### SUPPLIED TEXT
⟨

Left home in PA with my car and dolly to pick up a 1998 e350 corbeil srw in Erwin North Carolina. Found it on Craigslist. The owner sent me pictures of the rust situation and after a couple of days we made the decision to drive out and take it unless something was seriously wrong.
Left at 6PM. We have a station wagon and I was able to get a bed in there.
Drove 2 Hrs, napped 2 hrs, drove again 4H, napped again. Arrived the next day around 11 in Erwin, NC. Bus looked good but after more careful inspection showed a big rust hole under the drivers feet. The body and frame at the body mounts was all good so I figured it would only take some sheet metal to make it like new. Could not find other rust worth mentioning for a 17 yr old vehicle. Chassis looked perfect, Corbeil must have used galvanized steel, not even the seat bolts were rusted.
I had made a bumper hitch and bracket to reinforce the bumper. Installed that, connected the wiring and settled the financial business. The owner was a real nice to guy to deal with even had some bones for my dog. Used some yellow duct tape to modify school bus and cool bus to fend the cops off and removed the guard at the front bumper. Did not want to cut the wires from the lights in the stop sign and let it be. Driving most of it by night anyhow
My mercedes 300td had gotten 25 mpg with the dolly. I was curious what the powerstroke would get hauling it all back.
Left around 4PM and stopped at a rest area 1 hr later to catch up on sleep.
When I woke up it was getting colder and decided to look at the heat in the bus. Two valves next to the radiator were closed and decided to open those. I assumed they must have been closed for a reason and indeed something started dripping. The steel coolant lines to the rear of the bus were corroded thru at one of the clips. Closed the valves. Caught the leaking coolant in a XL coffee cup and took a hacksaw to cut the bad section out. The hoses to the rear heater were long enough and reconnected the whole thing. It got dark but good enough had a head flashlight, best invention ever. Second try, still leaking, the hoses at the ends were in poor shape. Shortened those as well. Had it idle for a while and purge air and there was some heat in the rear, front still out. I knew from my other econolines that the heater flap gets damaged, poor design, and left. Wanted to make some miles. Lost a cup of coolant, cleaned up the mess I made in the parking lot so some animal would not lap it up.

⟩

### STATED PROBLEM A
Summarize the bus pickup account in two sentences.
### STATED PROBLEM B
Carry on the bus pickup account from the point where it stops.
The records aren't needed for what follows.

### RECORDS
⟨

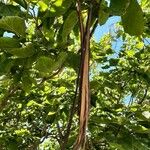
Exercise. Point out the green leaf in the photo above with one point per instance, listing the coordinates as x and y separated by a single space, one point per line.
26 83
9 10
24 52
14 24
6 65
132 20
59 7
6 42
69 24
44 64
118 7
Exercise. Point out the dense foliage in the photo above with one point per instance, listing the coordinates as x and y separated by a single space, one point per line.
39 65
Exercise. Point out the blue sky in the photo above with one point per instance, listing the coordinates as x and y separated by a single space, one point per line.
101 30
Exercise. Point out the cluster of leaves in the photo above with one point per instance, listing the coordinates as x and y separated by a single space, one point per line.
39 64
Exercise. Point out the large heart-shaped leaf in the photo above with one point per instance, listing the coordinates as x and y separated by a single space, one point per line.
14 24
132 20
22 3
59 7
23 52
9 10
7 42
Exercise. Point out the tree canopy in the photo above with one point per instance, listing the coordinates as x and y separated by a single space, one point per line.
61 89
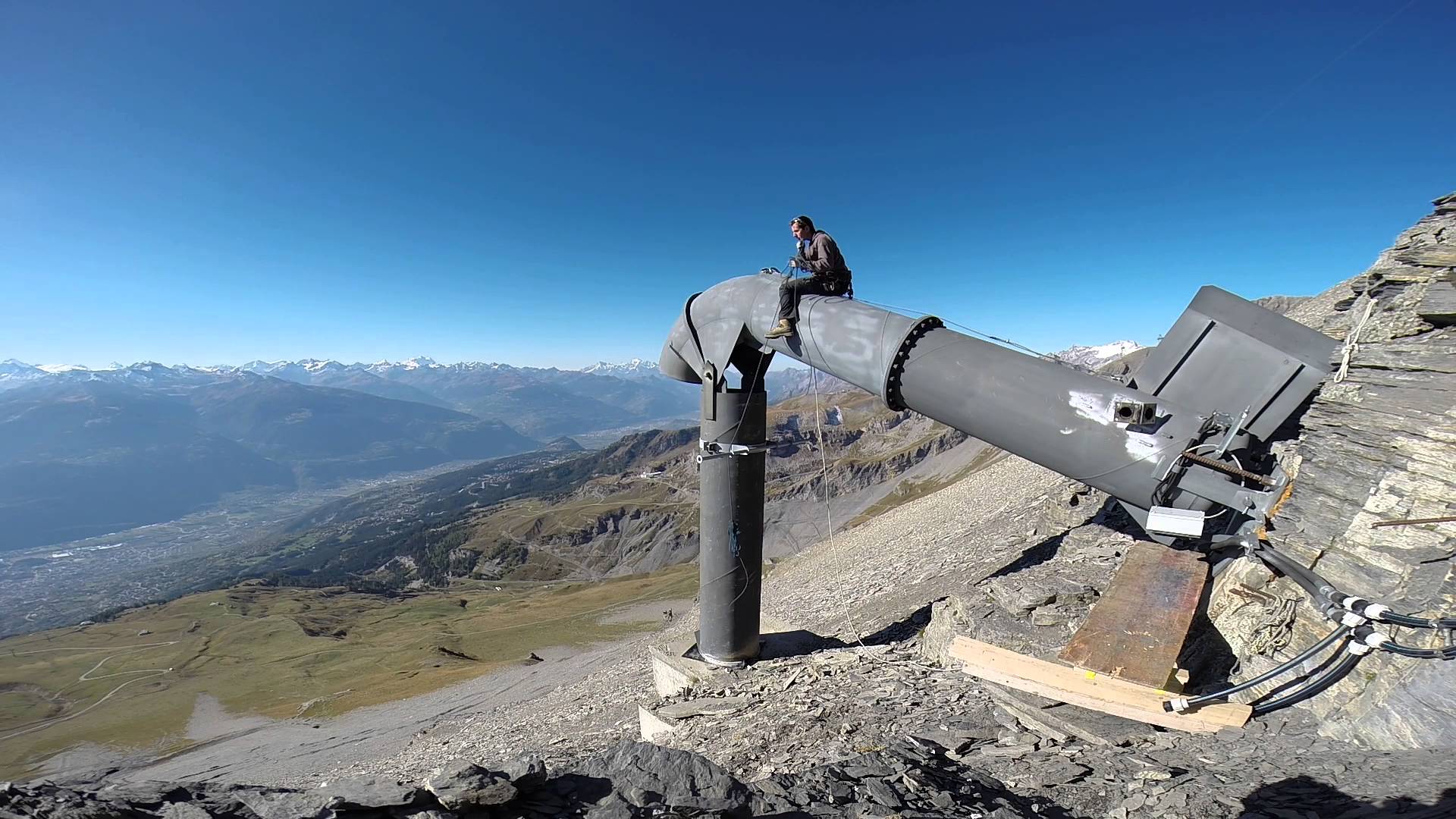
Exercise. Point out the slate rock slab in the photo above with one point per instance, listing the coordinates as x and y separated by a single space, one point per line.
676 777
466 784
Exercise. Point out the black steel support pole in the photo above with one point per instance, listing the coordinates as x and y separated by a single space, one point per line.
731 535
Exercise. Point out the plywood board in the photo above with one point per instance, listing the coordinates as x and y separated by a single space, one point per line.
1090 689
1141 623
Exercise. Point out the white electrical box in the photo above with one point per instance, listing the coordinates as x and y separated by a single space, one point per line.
1168 521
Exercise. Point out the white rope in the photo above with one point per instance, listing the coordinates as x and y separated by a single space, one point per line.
1353 344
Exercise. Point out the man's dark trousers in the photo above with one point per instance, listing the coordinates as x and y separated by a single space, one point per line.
791 290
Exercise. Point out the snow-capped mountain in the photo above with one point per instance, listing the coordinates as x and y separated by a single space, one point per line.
1094 357
634 369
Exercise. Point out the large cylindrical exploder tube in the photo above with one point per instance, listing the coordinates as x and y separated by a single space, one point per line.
1040 410
731 529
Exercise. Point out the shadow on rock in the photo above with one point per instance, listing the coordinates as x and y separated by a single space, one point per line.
1304 796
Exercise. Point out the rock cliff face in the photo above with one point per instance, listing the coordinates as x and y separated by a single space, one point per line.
1376 444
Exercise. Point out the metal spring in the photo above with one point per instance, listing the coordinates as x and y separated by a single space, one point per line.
1228 468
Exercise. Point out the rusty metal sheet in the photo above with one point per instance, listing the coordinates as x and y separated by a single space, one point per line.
1141 623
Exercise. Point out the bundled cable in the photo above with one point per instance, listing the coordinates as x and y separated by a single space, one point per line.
1329 676
1184 703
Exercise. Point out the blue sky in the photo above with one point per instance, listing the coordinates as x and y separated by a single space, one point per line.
545 184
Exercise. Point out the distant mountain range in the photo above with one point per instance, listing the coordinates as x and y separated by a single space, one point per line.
86 452
1094 357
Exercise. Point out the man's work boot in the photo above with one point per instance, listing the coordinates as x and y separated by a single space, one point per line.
781 330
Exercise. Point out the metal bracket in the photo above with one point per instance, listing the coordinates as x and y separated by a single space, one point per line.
710 449
1234 430
710 397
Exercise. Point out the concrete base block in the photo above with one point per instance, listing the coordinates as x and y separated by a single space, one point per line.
653 726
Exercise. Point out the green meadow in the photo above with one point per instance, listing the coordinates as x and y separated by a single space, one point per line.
286 651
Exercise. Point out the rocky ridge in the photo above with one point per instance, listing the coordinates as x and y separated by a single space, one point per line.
1375 447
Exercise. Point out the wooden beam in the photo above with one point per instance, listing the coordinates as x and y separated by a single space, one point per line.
1090 689
1138 627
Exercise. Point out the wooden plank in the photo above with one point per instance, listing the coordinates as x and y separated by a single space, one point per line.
1090 689
1091 726
1139 626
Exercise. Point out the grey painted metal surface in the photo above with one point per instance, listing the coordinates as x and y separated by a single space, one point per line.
731 526
1225 356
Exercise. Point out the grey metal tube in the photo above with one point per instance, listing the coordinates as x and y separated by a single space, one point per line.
1036 409
1044 413
731 531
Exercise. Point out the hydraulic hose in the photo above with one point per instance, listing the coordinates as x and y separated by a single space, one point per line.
1446 653
1419 621
1183 704
1313 687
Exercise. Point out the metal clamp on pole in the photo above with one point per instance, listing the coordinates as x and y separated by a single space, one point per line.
710 449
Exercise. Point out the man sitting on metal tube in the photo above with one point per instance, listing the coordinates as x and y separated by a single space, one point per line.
829 275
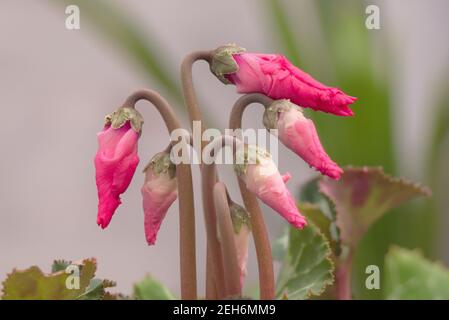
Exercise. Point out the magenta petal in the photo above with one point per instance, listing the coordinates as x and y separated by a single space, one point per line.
299 134
274 76
115 163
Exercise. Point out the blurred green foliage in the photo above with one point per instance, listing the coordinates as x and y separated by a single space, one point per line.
365 139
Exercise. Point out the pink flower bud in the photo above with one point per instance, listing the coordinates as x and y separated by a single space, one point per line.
116 160
242 229
298 134
159 192
274 76
262 178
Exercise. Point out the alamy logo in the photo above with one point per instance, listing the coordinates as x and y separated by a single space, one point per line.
372 21
185 151
72 22
373 280
73 279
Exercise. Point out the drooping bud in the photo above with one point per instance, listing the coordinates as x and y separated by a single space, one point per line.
116 160
261 176
159 192
299 134
275 76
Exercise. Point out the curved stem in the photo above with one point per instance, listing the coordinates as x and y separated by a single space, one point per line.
186 204
214 264
188 89
259 230
230 262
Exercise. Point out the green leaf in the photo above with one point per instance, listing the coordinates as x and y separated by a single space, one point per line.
151 289
33 284
96 290
362 196
325 224
307 268
409 276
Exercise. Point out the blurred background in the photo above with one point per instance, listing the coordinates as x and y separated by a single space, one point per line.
56 85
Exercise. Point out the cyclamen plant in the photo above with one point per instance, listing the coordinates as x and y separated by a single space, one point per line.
281 88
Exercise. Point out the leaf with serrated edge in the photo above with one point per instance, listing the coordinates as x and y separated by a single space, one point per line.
409 276
363 195
307 268
33 284
151 289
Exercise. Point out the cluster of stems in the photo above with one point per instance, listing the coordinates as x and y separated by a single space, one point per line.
222 270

⟩

### TASK ANSWER A
The writer drove from PA with a car and dolly to Erwin, North Carolina, to pick up a 1998 E350 Corbeil bus found on Craigslist, and found it in good shape apart from a big rust hole under the driver's feet. After installing a bumper hitch and leaving, the writer stopped at a rest area, opened two closed heater valves, found corroded steel coolant lines leaking, and cut out the bad section and reconnected the rear heater hoses, which brought some heat to the rear but none to the front.

### TASK ANSWER B
The rear heat was not enough to keep it comfortable. At the next nap the dog provided heat. The other driving I did with the sleeping bag around me.
Two Waffle houses and one MCD later and back during daylight, the sun shining all was cool again. Made it home around 3PM.
Wife excited, kids, 4 and 9 very excited. Life is good.
About 14 mpg mostly 50 to 55 Mph. It has 4.10 in the rear axle.

The next day my wife and I took some of the seats and front compartment "fence" out. Amazing the fastener were easy. Wife on the inside with a cordless impact and me under with wrench holding the nuts. Did I mention no rust. Love it. We made a booth seating directly behind the driver by using a seat from the opposite side. This is convertible as bed for either of the kids. Removed the closing and locking system from the entry door. I am planning on using a similar system as is used on the exit door with the clever use of a dead lock that I found on this forum, .... Thank you....

Going to make a fridge cabinet at the third window behind the driver.
I have a swivel seat from my old ambulance camper van conversion that is going to the first window behind the entry doors.
The second and third window behind the entry door is the kitchen. The last two windows at both sides are for the our bed. No bathroom or shower planned. I need one more bed. In the old ambulance we had a hammock above the drivers seat where the 9 year old was sleeping. In this case that is not that convenient with the entry doors. I can gain some space by removing the electric cabinet above the driver and some diagonal construction?
We will call her "Elf bus"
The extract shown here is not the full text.